— START SUPPLIED DATA —
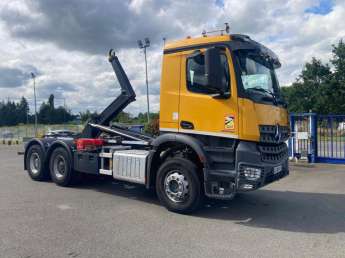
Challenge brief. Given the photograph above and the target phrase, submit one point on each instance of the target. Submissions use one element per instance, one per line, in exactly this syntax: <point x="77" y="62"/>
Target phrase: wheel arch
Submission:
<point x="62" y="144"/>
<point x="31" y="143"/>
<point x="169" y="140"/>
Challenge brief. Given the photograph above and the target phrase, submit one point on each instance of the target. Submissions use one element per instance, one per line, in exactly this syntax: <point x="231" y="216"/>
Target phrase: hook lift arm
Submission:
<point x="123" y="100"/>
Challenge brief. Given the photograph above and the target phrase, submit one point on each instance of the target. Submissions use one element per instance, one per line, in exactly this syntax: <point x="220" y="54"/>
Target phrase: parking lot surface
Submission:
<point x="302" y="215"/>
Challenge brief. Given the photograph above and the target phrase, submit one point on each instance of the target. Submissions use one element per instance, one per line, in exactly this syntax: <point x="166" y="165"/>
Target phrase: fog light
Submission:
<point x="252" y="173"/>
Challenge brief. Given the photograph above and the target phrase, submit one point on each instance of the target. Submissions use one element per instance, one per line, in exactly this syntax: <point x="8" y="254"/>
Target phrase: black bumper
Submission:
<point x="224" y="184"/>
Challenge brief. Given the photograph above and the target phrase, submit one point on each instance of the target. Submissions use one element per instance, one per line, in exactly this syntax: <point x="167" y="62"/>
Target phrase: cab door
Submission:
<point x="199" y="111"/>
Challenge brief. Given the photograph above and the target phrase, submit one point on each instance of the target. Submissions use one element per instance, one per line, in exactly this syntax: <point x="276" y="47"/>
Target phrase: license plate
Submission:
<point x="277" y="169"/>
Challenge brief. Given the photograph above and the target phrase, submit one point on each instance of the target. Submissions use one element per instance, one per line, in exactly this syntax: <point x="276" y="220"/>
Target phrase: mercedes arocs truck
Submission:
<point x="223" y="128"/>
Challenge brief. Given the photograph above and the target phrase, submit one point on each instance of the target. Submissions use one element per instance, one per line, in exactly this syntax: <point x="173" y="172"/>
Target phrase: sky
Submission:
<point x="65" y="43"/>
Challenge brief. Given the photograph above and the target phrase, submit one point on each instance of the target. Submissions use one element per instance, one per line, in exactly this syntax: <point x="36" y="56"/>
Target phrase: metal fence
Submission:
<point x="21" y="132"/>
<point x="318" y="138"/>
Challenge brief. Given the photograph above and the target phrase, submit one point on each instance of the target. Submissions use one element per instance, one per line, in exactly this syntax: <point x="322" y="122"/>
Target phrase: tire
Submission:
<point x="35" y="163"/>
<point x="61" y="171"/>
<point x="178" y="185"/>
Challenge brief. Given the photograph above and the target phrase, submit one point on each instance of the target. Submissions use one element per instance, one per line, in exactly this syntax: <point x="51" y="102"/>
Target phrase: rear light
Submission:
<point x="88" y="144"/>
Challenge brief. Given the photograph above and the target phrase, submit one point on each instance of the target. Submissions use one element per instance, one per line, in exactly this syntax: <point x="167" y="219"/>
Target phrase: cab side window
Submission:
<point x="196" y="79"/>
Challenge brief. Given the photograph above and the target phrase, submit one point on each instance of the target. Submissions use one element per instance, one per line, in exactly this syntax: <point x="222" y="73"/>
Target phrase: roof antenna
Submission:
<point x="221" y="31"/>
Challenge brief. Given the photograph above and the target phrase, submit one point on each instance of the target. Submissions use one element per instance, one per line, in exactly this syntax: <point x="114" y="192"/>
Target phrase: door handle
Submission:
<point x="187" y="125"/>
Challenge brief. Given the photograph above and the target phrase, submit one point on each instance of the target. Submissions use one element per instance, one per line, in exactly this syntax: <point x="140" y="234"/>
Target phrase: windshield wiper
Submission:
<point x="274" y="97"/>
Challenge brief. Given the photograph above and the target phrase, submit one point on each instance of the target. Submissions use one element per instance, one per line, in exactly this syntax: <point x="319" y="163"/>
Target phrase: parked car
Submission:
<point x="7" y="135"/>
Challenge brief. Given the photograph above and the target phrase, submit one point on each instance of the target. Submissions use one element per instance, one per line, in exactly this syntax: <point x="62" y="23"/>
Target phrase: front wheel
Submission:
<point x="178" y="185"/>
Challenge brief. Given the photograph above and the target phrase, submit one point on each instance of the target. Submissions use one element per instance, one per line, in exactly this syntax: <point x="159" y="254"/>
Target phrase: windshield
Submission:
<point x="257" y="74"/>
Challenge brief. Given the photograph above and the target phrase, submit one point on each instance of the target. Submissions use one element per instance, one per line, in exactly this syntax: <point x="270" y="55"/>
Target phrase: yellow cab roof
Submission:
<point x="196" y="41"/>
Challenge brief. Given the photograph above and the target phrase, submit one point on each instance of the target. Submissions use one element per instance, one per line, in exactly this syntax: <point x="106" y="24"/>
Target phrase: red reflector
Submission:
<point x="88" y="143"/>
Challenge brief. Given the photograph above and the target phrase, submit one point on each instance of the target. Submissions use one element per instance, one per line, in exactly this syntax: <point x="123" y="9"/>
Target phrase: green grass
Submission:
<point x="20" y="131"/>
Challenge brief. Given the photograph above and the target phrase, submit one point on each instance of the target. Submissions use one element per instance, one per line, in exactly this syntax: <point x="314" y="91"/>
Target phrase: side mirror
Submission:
— END SUPPLIED DATA —
# TASK
Reproduce the material above in full and without alteration, but skip all pictures.

# TASK RESPONSE
Challenge brief. Given the photograph above and the target phrase, submit one point on each instance of the target. Submissions use one element per instance, one per line, in exactly this syntax: <point x="77" y="62"/>
Target phrase: wheel arch
Submission:
<point x="62" y="144"/>
<point x="31" y="143"/>
<point x="169" y="140"/>
Challenge brief. Given the photograph above and the target phrase, submit one point on each instance of the target. Submissions use one element per instance, one per line, in exactly this syntax: <point x="231" y="216"/>
Target phrase: hook lift arm
Submission:
<point x="123" y="100"/>
Challenge brief. Given the photograph above and the target phrase, submit one point on each instance of the target. Submissions use one element per instance, one per line, in exactly this syntax: <point x="220" y="54"/>
Target phrase: parking lot surface
Submission:
<point x="302" y="215"/>
Challenge brief. Given the photograph above and the target phrase, submit one point on each instance of the target. Submissions use one element per instance, one per line, in exactly this syntax: <point x="166" y="165"/>
Target phrase: fog light
Submission:
<point x="252" y="173"/>
Challenge brief. Given the photograph above and the target phrase, submit one point on each instance of the target. Submissions use one element per instance, one per line, in exactly this syntax: <point x="8" y="254"/>
Target phrase: black bumper
Submission:
<point x="224" y="184"/>
Challenge brief. Given the photograph above and the target phrase, submit one point on each instance of the target. Submissions use one element per instance, one per line, in exactly this syntax: <point x="167" y="62"/>
Target phrase: cab door
Submission:
<point x="199" y="111"/>
Challenge brief. Given the photograph above and the target phrase, submit one point on each instance of the target. Submissions use one element per instance, one per line, in exactly this syntax: <point x="276" y="47"/>
Target phrase: license plate
Submission:
<point x="277" y="169"/>
Challenge brief. Given the photograph above and the target phrase, submit one point on each instance of the target. Submissions use one element per instance, one per line, in exactly this syntax: <point x="276" y="220"/>
Target phrase: mercedes arocs truck
Submission:
<point x="223" y="128"/>
Challenge brief. Given the photograph above and the target phrase, submit one point on each instance of the target. Submissions use one element per instance, one per line, in exactly this syntax: <point x="173" y="172"/>
Target phrase: sky
Submission:
<point x="65" y="43"/>
Challenge brief. Given the photograph above and the target phrase, submit one point on each instance of the target. Submissions use one element per instance, one per line, in exactly this syntax: <point x="36" y="56"/>
Target phrase: metal fence
Submission:
<point x="21" y="132"/>
<point x="318" y="138"/>
Challenge brief. Given the photograph above and the target phrase, submit one point on each instance of the target. Submissions use one element per instance, one per line, in exactly this syntax: <point x="322" y="122"/>
Target phrase: tire
Submission:
<point x="35" y="163"/>
<point x="61" y="171"/>
<point x="178" y="185"/>
Challenge brief. Given the photograph above and the target phrase, submit one point on each instance of the target. Submissions use one element per instance, one per line, in exactly this syntax: <point x="51" y="102"/>
Target phrase: rear light
Submission:
<point x="88" y="144"/>
Challenge brief. Given the photograph above and the target phrase, submit one point on each instance of the target. Submissions use one element per instance, one per line, in exactly this syntax: <point x="167" y="219"/>
Target phrase: cab side window
Submission:
<point x="196" y="79"/>
Challenge brief. Given the photograph above and the target phrase, submit one point on each instance of the target. Submissions use one element per instance, one per line, in exactly this syntax: <point x="222" y="73"/>
Target phrase: roof antenna
Submission:
<point x="221" y="31"/>
Challenge brief. Given the photograph above and the target phrase, submit one point on each instance of the target. Submissions use one element per instance, one per line, in exactly this syntax: <point x="114" y="192"/>
Target phrase: door handle
Submission:
<point x="187" y="125"/>
Challenge brief. Given the photograph above and the target phrase, submit one point on each instance of the target. Submissions use one element per instance, one per line, in exactly this syntax: <point x="140" y="234"/>
Target phrase: windshield wiper
Submission:
<point x="274" y="97"/>
Challenge brief. Given the photograph above and the target phrase, submit one point on each instance of the target. Submissions use one element per instance, one per line, in exactly this syntax: <point x="319" y="163"/>
Target phrase: parked car
Submission:
<point x="7" y="135"/>
Challenge brief. Given the photograph above and the target phrase, submit one point on each instance of the target. Submissions use one element per instance, one per line, in exactly this syntax: <point x="62" y="23"/>
Target phrase: front wheel
Submission:
<point x="178" y="185"/>
Challenge brief. Given the photograph above and the target phrase, submit one point on each instance of the target. Submissions use one element per instance, one per line, in exactly this syntax: <point x="159" y="254"/>
Target phrase: windshield
Submission:
<point x="257" y="74"/>
Challenge brief. Given the photograph above and the target phrase, submit one point on each instance of the target. Submissions use one element per instance, one per line, in exactly this syntax: <point x="270" y="55"/>
Target phrase: yellow cab roof
Submission:
<point x="196" y="41"/>
Challenge brief. Given the photograph above and the target phrase, submit one point on each instance of the target. Submissions use one element per instance, one per line, in exactly this syntax: <point x="106" y="24"/>
Target phrase: red reflector
Submission:
<point x="88" y="143"/>
Challenge brief. Given the photograph above and the target phrase, submit one point on each instance of the target. Submissions use one element per instance, one per line, in exactly this syntax: <point x="123" y="9"/>
Target phrase: green grass
Submission:
<point x="20" y="131"/>
Challenge brief. Given the photograph above and the target phrase, submit one point on each instance of the target. Submissions use one element per instance, one per line, in exactly this syntax: <point x="314" y="91"/>
Target phrase: side mirror
Submission:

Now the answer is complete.